Work required:
Go from the first line below to the one with "box: [318, 247, 544, 320]" and print each line exactly.

Provided data:
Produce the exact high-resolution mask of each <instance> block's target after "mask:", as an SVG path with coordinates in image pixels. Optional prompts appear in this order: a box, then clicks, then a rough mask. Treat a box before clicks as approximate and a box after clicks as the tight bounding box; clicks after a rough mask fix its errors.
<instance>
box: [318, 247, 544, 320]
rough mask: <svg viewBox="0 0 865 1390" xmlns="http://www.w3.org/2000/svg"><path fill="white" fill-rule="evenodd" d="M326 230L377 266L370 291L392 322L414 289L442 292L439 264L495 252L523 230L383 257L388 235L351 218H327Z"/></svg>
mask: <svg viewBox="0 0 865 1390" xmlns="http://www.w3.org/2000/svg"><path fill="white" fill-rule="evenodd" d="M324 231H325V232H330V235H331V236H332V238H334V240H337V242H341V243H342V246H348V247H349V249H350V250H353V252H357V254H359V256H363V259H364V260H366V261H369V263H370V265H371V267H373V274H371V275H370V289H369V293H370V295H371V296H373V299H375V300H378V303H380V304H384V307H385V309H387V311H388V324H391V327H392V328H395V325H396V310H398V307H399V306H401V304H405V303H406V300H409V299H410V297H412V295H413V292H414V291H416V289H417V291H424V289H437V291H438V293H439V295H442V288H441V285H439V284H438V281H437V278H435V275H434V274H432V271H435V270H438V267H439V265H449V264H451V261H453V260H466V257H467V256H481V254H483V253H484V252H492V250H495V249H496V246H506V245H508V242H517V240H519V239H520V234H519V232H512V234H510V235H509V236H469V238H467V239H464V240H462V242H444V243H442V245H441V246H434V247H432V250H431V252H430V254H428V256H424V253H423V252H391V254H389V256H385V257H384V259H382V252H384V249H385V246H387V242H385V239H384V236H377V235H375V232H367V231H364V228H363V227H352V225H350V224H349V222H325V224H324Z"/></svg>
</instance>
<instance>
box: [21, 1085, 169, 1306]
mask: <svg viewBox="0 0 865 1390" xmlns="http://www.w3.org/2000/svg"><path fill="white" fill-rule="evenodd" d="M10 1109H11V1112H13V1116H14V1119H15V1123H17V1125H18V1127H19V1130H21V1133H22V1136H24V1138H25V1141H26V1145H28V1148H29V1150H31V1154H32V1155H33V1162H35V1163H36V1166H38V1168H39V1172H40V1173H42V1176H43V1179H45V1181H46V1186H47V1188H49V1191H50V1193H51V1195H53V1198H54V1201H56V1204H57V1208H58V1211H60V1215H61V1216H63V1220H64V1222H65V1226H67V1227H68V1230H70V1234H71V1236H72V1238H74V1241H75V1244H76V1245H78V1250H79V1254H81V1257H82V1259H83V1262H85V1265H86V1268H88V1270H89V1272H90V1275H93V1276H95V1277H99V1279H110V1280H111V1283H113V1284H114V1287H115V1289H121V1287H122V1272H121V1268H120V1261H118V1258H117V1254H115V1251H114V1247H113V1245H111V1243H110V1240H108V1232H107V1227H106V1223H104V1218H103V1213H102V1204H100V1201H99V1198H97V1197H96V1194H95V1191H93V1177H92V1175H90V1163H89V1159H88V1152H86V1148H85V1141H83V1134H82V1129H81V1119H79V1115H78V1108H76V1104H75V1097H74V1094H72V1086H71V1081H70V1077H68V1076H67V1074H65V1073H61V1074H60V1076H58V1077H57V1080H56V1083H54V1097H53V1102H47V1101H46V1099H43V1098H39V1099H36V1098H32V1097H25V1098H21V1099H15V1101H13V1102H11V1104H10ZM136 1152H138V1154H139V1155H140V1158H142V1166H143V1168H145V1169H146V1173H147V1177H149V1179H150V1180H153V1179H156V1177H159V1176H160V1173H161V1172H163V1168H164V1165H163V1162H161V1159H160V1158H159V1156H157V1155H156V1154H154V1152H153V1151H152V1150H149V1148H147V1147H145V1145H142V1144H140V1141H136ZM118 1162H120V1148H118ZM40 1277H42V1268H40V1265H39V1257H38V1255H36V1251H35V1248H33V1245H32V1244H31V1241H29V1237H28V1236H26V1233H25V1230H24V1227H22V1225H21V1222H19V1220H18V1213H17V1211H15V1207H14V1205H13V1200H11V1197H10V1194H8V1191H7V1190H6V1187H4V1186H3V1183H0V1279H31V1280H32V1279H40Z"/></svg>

Answer:
Produce the exact high-resolution mask of each <instance> block's target after "mask:", as an SVG path with coordinates in image pixels. Optional prompts appear in this order: a box, then clicks, then a rough mask. Treat a box before clicks as approximate and a box after clicks as the tight bounding box; clicks after a rough mask fix its errors.
<instance>
box: [318, 247, 544, 320]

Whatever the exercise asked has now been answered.